[Exercise description]:
Return the entries below verbatim. Pictures stay out.

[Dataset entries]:
::::

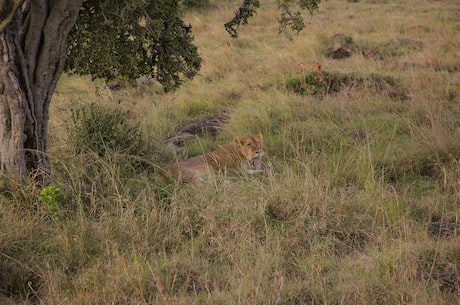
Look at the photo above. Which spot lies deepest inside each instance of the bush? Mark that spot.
(195, 3)
(102, 129)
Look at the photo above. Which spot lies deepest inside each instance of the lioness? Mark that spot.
(230, 155)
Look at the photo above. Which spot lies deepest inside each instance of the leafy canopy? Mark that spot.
(123, 39)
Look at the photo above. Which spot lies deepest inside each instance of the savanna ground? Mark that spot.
(360, 203)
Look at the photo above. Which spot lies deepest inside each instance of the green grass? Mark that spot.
(359, 168)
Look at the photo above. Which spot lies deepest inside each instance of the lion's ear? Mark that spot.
(259, 135)
(237, 142)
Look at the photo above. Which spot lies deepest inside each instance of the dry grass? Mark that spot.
(361, 202)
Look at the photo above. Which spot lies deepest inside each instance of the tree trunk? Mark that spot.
(32, 49)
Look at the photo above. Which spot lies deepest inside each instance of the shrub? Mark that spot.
(102, 129)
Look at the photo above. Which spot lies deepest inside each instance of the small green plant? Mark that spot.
(101, 128)
(51, 198)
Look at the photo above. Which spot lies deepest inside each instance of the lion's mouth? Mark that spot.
(256, 163)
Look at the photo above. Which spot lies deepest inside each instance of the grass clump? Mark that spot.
(98, 128)
(332, 83)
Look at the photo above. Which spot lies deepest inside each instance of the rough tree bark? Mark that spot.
(32, 54)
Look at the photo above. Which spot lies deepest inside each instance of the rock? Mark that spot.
(372, 54)
(341, 50)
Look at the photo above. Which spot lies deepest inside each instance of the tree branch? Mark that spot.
(7, 10)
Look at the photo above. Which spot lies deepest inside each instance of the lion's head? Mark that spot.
(251, 148)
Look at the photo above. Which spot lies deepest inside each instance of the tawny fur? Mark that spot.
(231, 155)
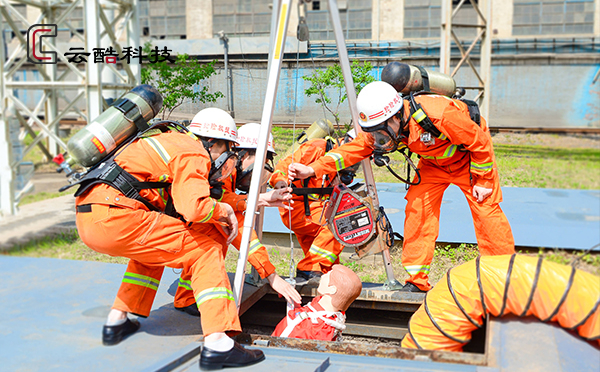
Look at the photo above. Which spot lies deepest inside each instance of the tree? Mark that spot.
(332, 78)
(177, 82)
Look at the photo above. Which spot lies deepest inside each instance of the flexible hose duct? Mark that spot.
(500, 285)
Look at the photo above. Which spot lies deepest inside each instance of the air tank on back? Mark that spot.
(319, 129)
(407, 78)
(113, 126)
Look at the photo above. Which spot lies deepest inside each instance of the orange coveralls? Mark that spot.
(257, 253)
(441, 164)
(120, 226)
(321, 249)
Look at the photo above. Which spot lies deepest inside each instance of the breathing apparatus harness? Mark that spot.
(110, 173)
(346, 176)
(243, 176)
(420, 116)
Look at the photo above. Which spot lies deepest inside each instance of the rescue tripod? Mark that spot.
(275, 60)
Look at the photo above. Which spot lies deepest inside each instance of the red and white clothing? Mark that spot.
(311, 322)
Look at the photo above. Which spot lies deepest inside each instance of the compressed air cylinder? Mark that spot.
(406, 78)
(113, 126)
(319, 129)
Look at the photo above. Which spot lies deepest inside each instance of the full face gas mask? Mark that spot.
(220, 169)
(244, 176)
(383, 138)
(347, 174)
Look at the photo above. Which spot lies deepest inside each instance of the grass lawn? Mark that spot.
(538, 161)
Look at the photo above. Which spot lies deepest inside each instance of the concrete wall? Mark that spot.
(527, 95)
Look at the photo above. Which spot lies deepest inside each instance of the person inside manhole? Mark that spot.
(321, 249)
(324, 317)
(462, 155)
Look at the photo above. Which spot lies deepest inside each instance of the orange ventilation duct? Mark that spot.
(500, 285)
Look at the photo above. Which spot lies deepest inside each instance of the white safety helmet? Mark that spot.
(214, 123)
(351, 133)
(248, 138)
(377, 102)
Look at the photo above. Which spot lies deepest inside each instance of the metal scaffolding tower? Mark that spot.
(32, 42)
(483, 39)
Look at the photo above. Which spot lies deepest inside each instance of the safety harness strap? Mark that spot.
(131, 111)
(425, 78)
(110, 173)
(417, 113)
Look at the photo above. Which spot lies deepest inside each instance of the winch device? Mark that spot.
(356, 223)
(350, 219)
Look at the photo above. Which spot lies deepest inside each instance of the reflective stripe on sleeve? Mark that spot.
(419, 115)
(214, 294)
(448, 153)
(323, 253)
(185, 284)
(255, 245)
(482, 167)
(212, 210)
(339, 160)
(160, 150)
(415, 269)
(141, 280)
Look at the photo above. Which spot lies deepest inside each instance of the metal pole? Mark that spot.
(7, 196)
(273, 34)
(133, 39)
(446, 36)
(391, 282)
(485, 60)
(261, 149)
(92, 40)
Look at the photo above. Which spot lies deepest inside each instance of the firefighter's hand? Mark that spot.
(280, 185)
(481, 193)
(285, 289)
(229, 226)
(299, 171)
(276, 198)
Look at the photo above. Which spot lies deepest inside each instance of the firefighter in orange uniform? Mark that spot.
(462, 155)
(175, 226)
(321, 249)
(223, 138)
(218, 133)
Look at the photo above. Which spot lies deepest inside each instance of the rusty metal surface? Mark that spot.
(368, 318)
(380, 351)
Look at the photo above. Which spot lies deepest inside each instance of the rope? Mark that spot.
(292, 276)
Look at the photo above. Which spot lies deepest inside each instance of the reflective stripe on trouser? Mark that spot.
(421, 225)
(155, 239)
(139, 285)
(321, 250)
(184, 296)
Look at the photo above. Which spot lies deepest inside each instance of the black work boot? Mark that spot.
(112, 335)
(238, 356)
(190, 309)
(311, 276)
(409, 287)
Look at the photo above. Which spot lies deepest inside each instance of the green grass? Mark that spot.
(65, 245)
(32, 198)
(519, 166)
(545, 167)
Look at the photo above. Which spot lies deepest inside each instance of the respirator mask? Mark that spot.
(244, 176)
(220, 169)
(382, 138)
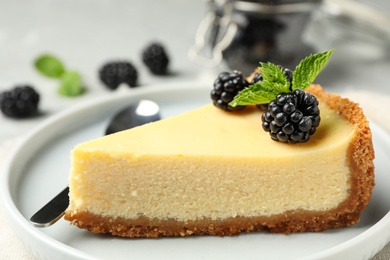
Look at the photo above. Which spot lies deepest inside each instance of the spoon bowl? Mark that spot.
(136, 114)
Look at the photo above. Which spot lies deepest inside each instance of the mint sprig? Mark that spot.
(71, 84)
(275, 81)
(70, 81)
(49, 66)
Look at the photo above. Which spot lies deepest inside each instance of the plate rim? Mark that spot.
(21, 224)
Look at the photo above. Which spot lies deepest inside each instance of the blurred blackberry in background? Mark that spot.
(19, 102)
(112, 74)
(155, 58)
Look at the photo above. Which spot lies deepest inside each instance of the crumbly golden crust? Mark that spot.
(360, 154)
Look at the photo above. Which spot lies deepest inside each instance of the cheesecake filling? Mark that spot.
(161, 178)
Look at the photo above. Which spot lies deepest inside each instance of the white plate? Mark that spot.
(38, 169)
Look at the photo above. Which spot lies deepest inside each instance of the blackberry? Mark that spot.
(288, 74)
(19, 102)
(112, 74)
(257, 78)
(155, 58)
(226, 87)
(292, 117)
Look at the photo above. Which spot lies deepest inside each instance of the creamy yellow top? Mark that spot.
(208, 131)
(208, 163)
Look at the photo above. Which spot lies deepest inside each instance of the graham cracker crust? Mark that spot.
(360, 154)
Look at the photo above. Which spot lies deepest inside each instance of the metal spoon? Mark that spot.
(139, 113)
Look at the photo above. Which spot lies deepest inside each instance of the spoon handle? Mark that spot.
(52, 211)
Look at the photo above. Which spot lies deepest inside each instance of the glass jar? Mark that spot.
(245, 32)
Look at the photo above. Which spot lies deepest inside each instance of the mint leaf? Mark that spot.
(308, 69)
(273, 73)
(49, 66)
(259, 93)
(71, 84)
(274, 82)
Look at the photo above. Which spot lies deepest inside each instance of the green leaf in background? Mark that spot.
(71, 84)
(309, 68)
(49, 66)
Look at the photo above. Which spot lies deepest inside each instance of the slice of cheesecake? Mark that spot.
(213, 172)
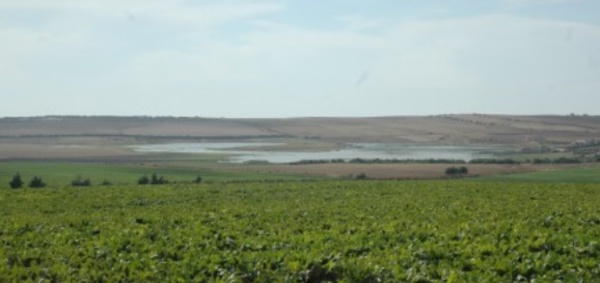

::::

[Solution for this problem]:
Look at the photo above. Which spot lies deepest inside each instance of the bush? Mark that spot.
(195, 3)
(102, 129)
Look at the photo above. Which spot lies deepest inside each instance of the lioness? Mark that spot.
(230, 155)
Look at the photo above. Which spot lies deepest inside each instance of the leafy canopy? Mark that spot.
(123, 39)
Look at the photo above. Which spot lies deepest inside each instance of the savanna ground? Mark that spot.
(360, 203)
Look at the photo above. Which spot lies deepest inside each instance of the green grass? Mark that spot.
(359, 168)
Look at the photo above. Which spot lies deepest inside each instance of the lion's ear? Mark that spot.
(259, 135)
(237, 142)
Look at the photo above. Which spot lies deepest inside each instance of the dry grass? Mark that spot.
(361, 202)
Look at the photo above. Which spot lies deepest inside each instance of the tree trunk? Mark that spot.
(32, 49)
Look at the photo above. Which spot lies deepest inside each instance of the shrub? Mark that spot.
(102, 129)
Look at the photo above. Which spot lies deepest inside each instance of the small green plant? Mark that spot.
(101, 128)
(51, 198)
Look at the photo above. Which spot lies deepest inside each instance of the lion's mouth? Mark that spot.
(256, 163)
Look at the photo above. Which spot lies deepest inside each instance of the grass clump? Mark that spot.
(98, 128)
(332, 83)
Look at the photo above. Which spot lies deepest inside each instance of the rough tree bark? Mark that spot.
(32, 54)
Look at the photo above. Which spot lies deepest inside each instance of the rock? Mark that spot.
(372, 54)
(341, 50)
Look at the photo above. Which spot lies deepest inside each instance of the tree branch? Mark that spot.
(7, 10)
Look at the photo above. Which spot lies deepest inside each instance of the lion's head? Mark that spot.
(251, 148)
Look at the photo above. Which spot lies deepest inside each instance of the tawny fur? Mark that spot.
(231, 155)
Look at the photo above. Which spot lies deepest inside each instance of the tree? Mark that spot.
(332, 78)
(177, 82)
Look at the photo above. Which spot lies deepest inside each instance of the flexible hose duct? Mark that spot.
(500, 285)
Look at the photo above. Which spot lies deepest inside each instance of the air tank on back? Mark that spot.
(319, 129)
(407, 78)
(113, 126)
Look at the photo above. Which spot lies deepest inside each instance of the orange coveralls? Mark that spot.
(257, 253)
(441, 164)
(120, 226)
(321, 249)
Look at the photo above. Which spot lies deepest inside each instance of the breathing apparatus harness? Mark that spot.
(110, 173)
(346, 176)
(243, 176)
(420, 116)
Look at the photo above. Which spot lies deepest inside each instance of the rescue tripod? Mark that spot.
(275, 60)
Look at the photo above. Which spot lies deepest inside each instance of the red and white clothing? Mark that spot.
(311, 322)
Look at the photo above. Which spot lies deepest inside each instance of the compressed air cylinder? Mark that spot.
(406, 78)
(113, 126)
(319, 129)
Look at the photo above. Which spot lies deepest inside each instance of the full face gas mask? Mark that spot.
(220, 169)
(244, 176)
(383, 138)
(347, 174)
Look at the photo above. Which spot lies deepest inside each instance of the grass lawn? Mark that spot.
(538, 161)
Look at the photo above. Which spot lies deepest inside each instance of the concrete wall? Mark that spot.
(527, 95)
Look at the photo above. Which spot lies deepest inside each instance of the person inside manhole? Mark that spot.
(321, 249)
(324, 317)
(462, 155)
Look at the photo above. Which spot lies deepest inside each instance of the orange ventilation duct? Mark that spot.
(500, 285)
Look at the photo above. Which spot lies deepest inside each instance of the white safety helmet? Mark that spot.
(214, 123)
(351, 133)
(248, 138)
(377, 102)
Look at the photo above. Which spot lies deepest inside each instance of the metal scaffolding tower? Mark that spot.
(32, 42)
(483, 39)
Look at the photo above. Which spot lies deepest inside each instance of the safety harness strap? Mark that spot.
(131, 111)
(425, 78)
(110, 173)
(417, 113)
Look at the photo above. Which spot lies deepest inside each instance of the winch device? Mark that spot.
(356, 223)
(350, 219)
Look at the photo above. Which spot lies deepest inside each instance of the reflective stripe on sleeve? Mark that spot.
(419, 115)
(214, 294)
(448, 153)
(323, 253)
(185, 284)
(255, 245)
(482, 167)
(212, 210)
(339, 160)
(160, 150)
(415, 269)
(141, 280)
Look at the photo above. Which spot lies deepest inside each instance of the metal pole? Mark that spot.
(7, 196)
(273, 34)
(133, 39)
(446, 36)
(391, 282)
(485, 60)
(261, 149)
(92, 40)
Look at the photo above. Which spot lies deepest inside each instance of the firefighter's hand? Mark that spot.
(280, 185)
(481, 193)
(285, 289)
(229, 226)
(299, 171)
(276, 198)
Look at the photo above. Which spot lies deepest inside each instance of the firefighter in orange uniform? Mark that spot.
(462, 155)
(175, 226)
(321, 249)
(223, 138)
(218, 133)
Look at the photo above. Which spot lies deepest inside each instance of the rusty metal surface? Mark that spot.
(368, 318)
(380, 351)
Look at the photo above. Which spot lies deepest inside each instance of the rope? Mark that spot.
(292, 276)
Look at the photo above. Which spot lies deepest inside each instance of the reflective stripe on trouser? Mark that spot.
(421, 225)
(155, 239)
(139, 285)
(321, 250)
(184, 296)
Look at the photo above. Which spot lies deepest inside each instance of the black work boot? Mark that spot.
(112, 335)
(238, 356)
(190, 309)
(311, 276)
(409, 287)
Look at the photo above. Which spot lies deepest inside each instance of the green grass? Mark that spot.
(65, 245)
(32, 198)
(519, 166)
(545, 167)
Look at the photo above. Which spot lies deepest inside each instance of the respirator mask? Mark that spot.
(244, 176)
(220, 169)
(382, 138)
Look at the photo above. Which spot lies deepest inside each instance of the spoon bowl? Mark that spot.
(136, 114)
Look at the photo above. Which spot lies deepest inside each instance of the mint sprig? Mark that spot.
(71, 84)
(275, 81)
(70, 81)
(49, 66)
Look at the photo above. Which spot lies deepest inside each instance of the plate rim? Mark that spot.
(21, 224)
Look at the photo above. Which spot lies deepest inside each instance of the blurred blackberry in background? Mark that spot.
(19, 102)
(112, 74)
(155, 58)
Look at the photo above. Which spot lies deepest inside each instance of the crumbly golden crust? Mark that spot.
(360, 154)
Look at the photo above. Which spot lies deepest inside each instance of the cheesecake filling? Mark that spot.
(161, 178)
Look at the photo above. Which spot lies deepest inside each instance of the white plate? Mark that spot.
(38, 169)
Look at the photo above. Which spot lies deepest inside each instance of the blackberry? Mark that spot.
(288, 74)
(19, 102)
(112, 74)
(257, 78)
(155, 58)
(226, 87)
(292, 117)
Look at the photo above. Which spot lies deepest inside each instance of the creamy yellow top? Mark that spot.
(208, 131)
(208, 163)
Look at the photo above. Which spot lies deepest inside each instance of the graham cracker crust? Mark that spot.
(360, 154)
Look at the photo above. Which spot lies deepest inside each instance of the metal spoon? Mark that spot.
(139, 113)
Look at the photo above. Which spot lies deepest inside each instance of the spoon handle? Mark that spot.
(52, 211)
Look at the photo above. Which spot lies deepest inside each instance of the glass jar? Mark that spot.
(245, 32)
Look at the photo above. Which spot lies deepest inside each instance of the mint leaf? Mark that spot.
(308, 69)
(273, 73)
(49, 66)
(259, 93)
(71, 84)
(274, 82)
Look at the photo above. Which spot lies deepest inside each instance of the green leaf in background? Mark that spot.
(71, 84)
(309, 68)
(49, 66)
Look at the photo above. Which spot lies deepest inside each instance of the slice of cheesecake? Mark that spot.
(213, 172)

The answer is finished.